Text shown.
● ● ● ● ● ● ●

The interior of the Baba contains a lot of custom teak work. Some versions of the boat have the entire interior staved with teak. The cabin sole is made from teak planking separated with holly strips. It has a very spacious-feeling 6'4" of headroom.
Sleeping berths consist of a spacious V berth with good storage below and access to the chain locker via louvred doors, a full length berth in the main cabin on either side of the boat and on many models, a quarter berth on the aft starboard quarter, however in some models this was replaced by extra stowage.
A small galley is built on the port aft side and opposite is a spacious chart table. Forward on the starboard side are the heads.
The engine is mounted below the cabin companionway and is boxed in with a substantial teak housing. There are lockers and stowage areas all over the boat.
The Baba 30 typically came with two separate water tanks which reside under the port and starboard berths, each holding about 100 L (25 US gal). However many variants of this tankage have been discovered on different Babas.

● ● ● ● ● ● ●

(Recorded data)
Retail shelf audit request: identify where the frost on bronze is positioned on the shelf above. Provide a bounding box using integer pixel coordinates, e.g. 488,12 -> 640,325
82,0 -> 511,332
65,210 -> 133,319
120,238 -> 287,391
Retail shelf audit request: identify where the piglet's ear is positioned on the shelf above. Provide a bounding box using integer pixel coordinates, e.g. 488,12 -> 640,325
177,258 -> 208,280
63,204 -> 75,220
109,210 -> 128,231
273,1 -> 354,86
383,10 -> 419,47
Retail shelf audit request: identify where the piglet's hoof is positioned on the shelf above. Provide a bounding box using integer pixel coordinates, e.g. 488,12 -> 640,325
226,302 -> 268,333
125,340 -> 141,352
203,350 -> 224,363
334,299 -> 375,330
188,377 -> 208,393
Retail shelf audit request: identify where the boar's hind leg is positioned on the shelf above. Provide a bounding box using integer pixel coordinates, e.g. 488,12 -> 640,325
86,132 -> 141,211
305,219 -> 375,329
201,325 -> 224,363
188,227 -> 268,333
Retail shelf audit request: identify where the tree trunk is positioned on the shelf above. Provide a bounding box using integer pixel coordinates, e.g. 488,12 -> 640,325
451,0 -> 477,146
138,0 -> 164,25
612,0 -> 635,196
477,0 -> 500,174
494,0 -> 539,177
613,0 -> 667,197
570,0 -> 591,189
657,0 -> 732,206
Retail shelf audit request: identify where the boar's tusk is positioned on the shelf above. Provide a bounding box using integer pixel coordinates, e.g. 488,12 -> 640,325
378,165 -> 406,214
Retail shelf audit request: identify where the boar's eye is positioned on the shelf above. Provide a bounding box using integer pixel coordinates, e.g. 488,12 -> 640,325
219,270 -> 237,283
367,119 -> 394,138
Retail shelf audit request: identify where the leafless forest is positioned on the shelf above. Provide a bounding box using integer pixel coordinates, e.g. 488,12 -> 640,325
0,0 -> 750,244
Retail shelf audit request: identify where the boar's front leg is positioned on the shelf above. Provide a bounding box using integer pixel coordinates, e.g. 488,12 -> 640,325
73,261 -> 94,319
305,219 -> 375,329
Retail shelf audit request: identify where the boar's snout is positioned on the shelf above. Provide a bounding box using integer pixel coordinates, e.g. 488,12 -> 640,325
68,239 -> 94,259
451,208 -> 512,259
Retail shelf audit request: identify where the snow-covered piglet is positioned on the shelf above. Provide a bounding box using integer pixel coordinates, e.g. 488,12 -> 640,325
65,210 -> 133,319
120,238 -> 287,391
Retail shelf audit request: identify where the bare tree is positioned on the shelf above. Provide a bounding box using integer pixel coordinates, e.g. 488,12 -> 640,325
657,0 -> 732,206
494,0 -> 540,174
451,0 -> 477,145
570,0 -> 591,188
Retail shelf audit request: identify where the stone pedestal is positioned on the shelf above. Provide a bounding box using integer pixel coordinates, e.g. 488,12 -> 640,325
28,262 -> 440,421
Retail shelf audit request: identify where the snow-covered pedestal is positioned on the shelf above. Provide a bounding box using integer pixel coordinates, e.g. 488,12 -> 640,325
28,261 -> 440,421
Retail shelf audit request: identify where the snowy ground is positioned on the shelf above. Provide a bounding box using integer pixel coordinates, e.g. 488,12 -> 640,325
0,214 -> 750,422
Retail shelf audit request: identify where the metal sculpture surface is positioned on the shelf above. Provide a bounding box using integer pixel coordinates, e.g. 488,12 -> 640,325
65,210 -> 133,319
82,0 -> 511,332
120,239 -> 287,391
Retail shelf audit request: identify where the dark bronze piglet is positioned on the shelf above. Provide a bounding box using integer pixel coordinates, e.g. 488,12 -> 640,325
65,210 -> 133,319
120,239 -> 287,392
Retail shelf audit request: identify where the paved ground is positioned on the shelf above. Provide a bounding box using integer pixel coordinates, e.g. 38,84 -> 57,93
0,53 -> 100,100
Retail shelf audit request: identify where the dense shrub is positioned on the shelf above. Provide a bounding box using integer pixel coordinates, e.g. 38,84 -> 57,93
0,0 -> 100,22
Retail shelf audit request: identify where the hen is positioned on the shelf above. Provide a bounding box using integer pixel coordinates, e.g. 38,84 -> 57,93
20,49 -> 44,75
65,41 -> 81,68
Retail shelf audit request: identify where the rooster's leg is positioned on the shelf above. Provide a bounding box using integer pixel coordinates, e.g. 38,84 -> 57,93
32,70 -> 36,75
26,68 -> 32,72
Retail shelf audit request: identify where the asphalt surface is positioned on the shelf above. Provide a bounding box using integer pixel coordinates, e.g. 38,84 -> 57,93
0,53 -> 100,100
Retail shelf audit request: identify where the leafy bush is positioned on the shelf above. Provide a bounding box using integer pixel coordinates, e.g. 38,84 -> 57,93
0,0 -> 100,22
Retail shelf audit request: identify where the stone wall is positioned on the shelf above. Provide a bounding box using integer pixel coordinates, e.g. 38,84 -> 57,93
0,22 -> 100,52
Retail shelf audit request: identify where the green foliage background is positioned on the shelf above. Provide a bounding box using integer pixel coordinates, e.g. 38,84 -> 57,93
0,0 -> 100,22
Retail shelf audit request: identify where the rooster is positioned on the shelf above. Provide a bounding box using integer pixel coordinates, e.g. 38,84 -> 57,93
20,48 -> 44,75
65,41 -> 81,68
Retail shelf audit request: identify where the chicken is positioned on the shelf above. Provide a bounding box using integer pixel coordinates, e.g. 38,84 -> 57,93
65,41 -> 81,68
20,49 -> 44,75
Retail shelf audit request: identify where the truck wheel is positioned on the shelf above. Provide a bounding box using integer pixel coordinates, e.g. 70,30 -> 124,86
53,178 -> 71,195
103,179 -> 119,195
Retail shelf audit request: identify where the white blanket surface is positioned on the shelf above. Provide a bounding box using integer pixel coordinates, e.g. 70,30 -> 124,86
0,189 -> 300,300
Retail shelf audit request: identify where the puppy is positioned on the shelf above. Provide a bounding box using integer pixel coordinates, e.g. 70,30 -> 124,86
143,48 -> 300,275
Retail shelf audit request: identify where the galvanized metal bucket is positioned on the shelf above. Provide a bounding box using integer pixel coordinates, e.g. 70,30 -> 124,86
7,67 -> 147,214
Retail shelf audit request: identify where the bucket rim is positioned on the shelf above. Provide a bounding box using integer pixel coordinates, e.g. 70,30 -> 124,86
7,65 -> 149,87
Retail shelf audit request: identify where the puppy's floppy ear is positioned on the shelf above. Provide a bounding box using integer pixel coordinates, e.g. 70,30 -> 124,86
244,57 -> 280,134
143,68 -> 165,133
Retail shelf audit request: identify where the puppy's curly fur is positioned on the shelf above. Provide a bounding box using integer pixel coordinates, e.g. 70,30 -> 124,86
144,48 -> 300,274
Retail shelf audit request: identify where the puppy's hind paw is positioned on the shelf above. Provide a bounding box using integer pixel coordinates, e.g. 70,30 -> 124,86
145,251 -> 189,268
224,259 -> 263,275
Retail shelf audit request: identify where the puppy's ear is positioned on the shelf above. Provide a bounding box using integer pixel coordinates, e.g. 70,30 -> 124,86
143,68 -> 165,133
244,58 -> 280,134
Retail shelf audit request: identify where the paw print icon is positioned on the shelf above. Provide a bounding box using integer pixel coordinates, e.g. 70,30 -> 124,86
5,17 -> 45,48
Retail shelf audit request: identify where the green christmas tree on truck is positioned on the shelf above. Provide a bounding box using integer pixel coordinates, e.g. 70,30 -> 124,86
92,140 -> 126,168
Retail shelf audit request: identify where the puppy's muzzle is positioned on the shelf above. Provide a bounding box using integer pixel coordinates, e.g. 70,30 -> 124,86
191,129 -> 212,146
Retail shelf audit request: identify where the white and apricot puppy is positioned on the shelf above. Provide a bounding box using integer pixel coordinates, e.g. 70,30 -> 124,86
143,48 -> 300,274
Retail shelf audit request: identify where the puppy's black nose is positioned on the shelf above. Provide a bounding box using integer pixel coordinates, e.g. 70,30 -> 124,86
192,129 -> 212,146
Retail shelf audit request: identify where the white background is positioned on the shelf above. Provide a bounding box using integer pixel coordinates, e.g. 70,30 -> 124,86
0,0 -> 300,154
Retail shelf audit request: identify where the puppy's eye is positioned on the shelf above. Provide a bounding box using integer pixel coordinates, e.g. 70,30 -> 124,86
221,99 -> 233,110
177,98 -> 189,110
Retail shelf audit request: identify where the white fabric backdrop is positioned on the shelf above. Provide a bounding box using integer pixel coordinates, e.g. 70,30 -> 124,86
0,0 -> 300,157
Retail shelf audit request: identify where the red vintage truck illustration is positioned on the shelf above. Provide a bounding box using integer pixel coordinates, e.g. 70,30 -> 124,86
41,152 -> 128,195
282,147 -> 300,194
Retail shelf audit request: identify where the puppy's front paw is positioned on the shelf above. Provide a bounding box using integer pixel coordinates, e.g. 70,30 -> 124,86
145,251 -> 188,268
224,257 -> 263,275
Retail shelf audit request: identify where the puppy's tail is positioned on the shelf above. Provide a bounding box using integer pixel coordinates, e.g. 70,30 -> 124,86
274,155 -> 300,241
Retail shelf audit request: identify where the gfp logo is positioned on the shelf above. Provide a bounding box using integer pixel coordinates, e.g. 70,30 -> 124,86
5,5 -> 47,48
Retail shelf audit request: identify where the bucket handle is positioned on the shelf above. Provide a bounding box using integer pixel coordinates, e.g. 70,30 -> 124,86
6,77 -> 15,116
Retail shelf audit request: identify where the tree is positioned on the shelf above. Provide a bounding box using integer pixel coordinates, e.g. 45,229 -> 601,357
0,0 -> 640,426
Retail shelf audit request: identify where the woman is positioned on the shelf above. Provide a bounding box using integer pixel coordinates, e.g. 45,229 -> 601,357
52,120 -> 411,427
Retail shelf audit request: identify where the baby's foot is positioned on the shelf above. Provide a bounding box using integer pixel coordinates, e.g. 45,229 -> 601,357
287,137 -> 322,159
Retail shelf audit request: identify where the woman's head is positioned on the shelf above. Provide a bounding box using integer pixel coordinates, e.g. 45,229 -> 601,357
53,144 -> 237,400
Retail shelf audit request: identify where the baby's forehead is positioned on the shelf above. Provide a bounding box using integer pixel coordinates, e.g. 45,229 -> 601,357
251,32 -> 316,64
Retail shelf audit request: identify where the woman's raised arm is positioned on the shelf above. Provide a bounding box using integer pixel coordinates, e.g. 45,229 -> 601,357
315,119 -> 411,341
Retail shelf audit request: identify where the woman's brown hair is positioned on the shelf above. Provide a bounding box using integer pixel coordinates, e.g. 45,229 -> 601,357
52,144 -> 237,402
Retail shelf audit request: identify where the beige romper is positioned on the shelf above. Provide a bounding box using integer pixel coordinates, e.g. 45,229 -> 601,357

● ● ● ● ● ● ●

Tasks to carry out.
1. Repeat the passage on the Baba 30's interior word for word, starting at "The interior of" and ending at "are the heads.".
2. Answer these questions from the passage on the Baba 30's interior.
(a) What separates the teak planking of the cabin sole?
(b) On which side of the boat is the galley built?
(c) About how much does each of the two water tanks hold?
3. Carry the passage on the Baba 30's interior forward from its final sentence with a further paragraph.

Answers for each item.
1.
The interior of the Baba contains a lot of custom teak work. Some versions of the boat have the entire interior staved with teak. The cabin sole is made from teak planking separated with holly strips. It has a very spacious-feeling 6'4" of headroom.
Sleeping berths consist of a spacious V berth with good storage below and access to the chain locker via louvred doors, a full length berth in the main cabin on either side of the boat and on many models, a quarter berth on the aft starboard quarter, however in some models this was replaced by extra stowage.
A small galley is built on the port aft side and opposite is a spacious chart table. Forward on the starboard side are the heads.

2.
(a) Holly strips.
(b) The port aft side.
(c) About 100 L (25 US gal).

3.
==Baba Sailing Boats==
The range of Baba cruising yachts includes the Baba 30, Baba 35 and the Baba 40. The number represents the length, on deck, in feet. These yachts were designed by Robert Perry and built by Ta Shing Yacht Building Company, Ltd. in Tainan, Taiwan from 1978 through 1985. Other variations of these yachts came later in the Panda and Tashiba models.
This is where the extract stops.